= ABOUT THIS TASK =
Within the entries below, find the portion that opens with the line containing "Note to the class: point out every instance of the wicker" and closes with the line containing "Target: man in beige jacket". Retype that portion exactly and only.

§ §

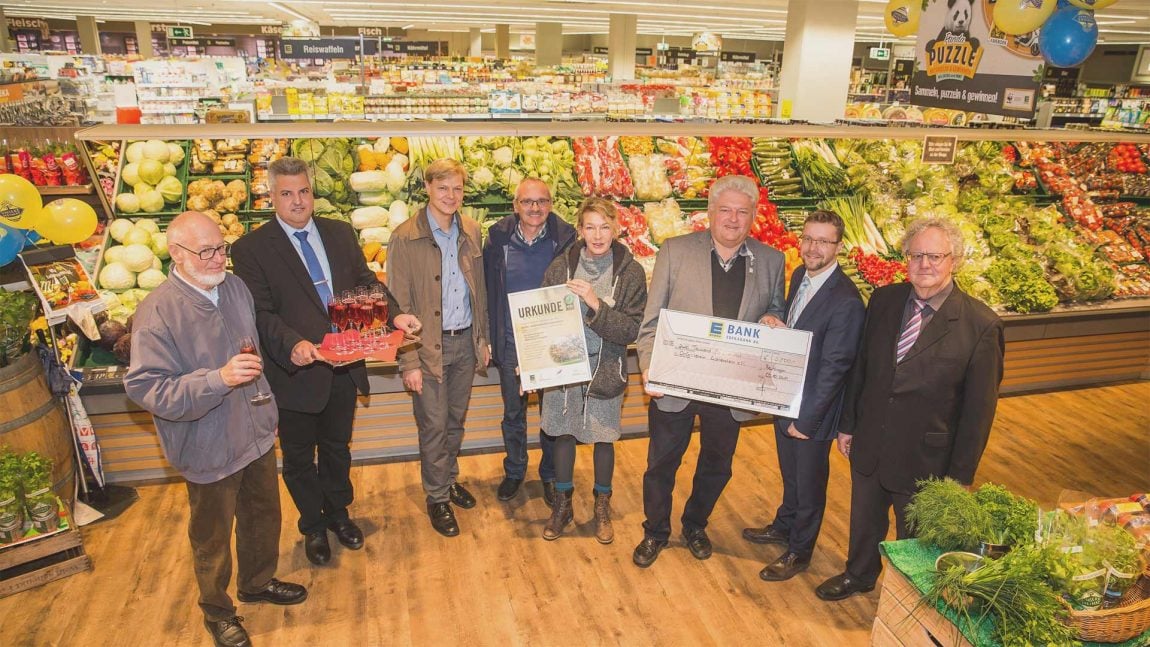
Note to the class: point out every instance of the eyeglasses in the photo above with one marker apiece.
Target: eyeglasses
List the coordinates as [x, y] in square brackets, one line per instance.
[926, 257]
[817, 241]
[209, 253]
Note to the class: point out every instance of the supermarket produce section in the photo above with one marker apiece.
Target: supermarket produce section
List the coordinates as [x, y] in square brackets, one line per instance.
[1057, 225]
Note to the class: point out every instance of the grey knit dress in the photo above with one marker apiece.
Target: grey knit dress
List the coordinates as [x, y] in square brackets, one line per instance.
[566, 409]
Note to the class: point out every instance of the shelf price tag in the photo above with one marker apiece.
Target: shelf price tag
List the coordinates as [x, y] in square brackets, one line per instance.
[938, 148]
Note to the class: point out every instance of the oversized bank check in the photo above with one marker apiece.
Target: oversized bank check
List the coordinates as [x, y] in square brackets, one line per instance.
[549, 337]
[729, 362]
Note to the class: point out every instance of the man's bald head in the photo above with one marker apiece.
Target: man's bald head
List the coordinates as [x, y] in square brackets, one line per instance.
[190, 236]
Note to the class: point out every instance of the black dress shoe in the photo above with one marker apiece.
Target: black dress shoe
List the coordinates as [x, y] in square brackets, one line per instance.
[316, 547]
[648, 552]
[277, 593]
[549, 493]
[841, 587]
[765, 534]
[347, 533]
[228, 632]
[698, 542]
[461, 497]
[786, 567]
[443, 518]
[508, 488]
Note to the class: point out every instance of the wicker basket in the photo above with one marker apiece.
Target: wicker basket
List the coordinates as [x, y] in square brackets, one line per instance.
[1128, 619]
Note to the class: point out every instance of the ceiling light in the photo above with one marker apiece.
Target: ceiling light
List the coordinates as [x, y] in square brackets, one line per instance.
[280, 7]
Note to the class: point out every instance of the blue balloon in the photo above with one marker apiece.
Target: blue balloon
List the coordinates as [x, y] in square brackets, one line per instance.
[1068, 37]
[12, 241]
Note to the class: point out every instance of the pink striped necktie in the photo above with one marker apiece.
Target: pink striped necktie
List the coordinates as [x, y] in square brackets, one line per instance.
[912, 330]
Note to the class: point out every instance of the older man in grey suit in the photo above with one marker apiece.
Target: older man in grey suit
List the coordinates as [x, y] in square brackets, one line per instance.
[719, 272]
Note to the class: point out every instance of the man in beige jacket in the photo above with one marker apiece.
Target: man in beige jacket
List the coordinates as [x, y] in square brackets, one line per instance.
[435, 270]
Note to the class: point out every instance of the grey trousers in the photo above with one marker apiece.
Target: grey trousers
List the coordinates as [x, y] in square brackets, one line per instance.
[439, 414]
[251, 498]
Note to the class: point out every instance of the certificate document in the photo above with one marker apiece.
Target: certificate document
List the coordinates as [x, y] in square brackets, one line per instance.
[549, 337]
[735, 363]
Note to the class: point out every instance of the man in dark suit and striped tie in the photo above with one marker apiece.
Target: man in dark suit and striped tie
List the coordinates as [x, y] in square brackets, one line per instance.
[920, 399]
[292, 266]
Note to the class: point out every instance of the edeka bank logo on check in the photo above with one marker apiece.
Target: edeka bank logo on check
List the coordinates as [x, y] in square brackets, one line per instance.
[734, 332]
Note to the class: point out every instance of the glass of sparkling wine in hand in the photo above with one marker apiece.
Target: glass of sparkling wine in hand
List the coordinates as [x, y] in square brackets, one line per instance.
[338, 314]
[247, 346]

§ §

= WRITTEN SOLUTION =
Note to the class: point out every instance of the wicker basket in the photo above with one marker apiece.
Target: wicker basket
List the coordinates as [x, y] in square brackets, one line per instance.
[1128, 619]
Note to the class: point out every instance of the ceiling light in the photo above with one marker apiece.
Target: ceiling light
List the coordinates as [x, y] in square brackets, one line per instance.
[280, 7]
Note to the class: point out every instance of the blue balloon in the photo above with one marker apiece.
Target: blue balloon
List the coordinates as [x, y] in square brackets, one line per instance.
[1068, 37]
[12, 241]
Note to the class: point out every instance of the pink striped necktie in the photo above with one marker apiece.
Target: pink striped necktie
List the coordinates as [x, y] in square brackets, one line per instance.
[912, 330]
Note to the class: point out every instance of the older man in grey suit in the photo above with one marker apiece.
Target: older man in grey suit
List the coordinates as [x, y] in square brackets, one line per instance.
[719, 272]
Note to the class: point out every instance of the man in beige jacket in the photo above with one marker apiece.
Target: man in beige jacket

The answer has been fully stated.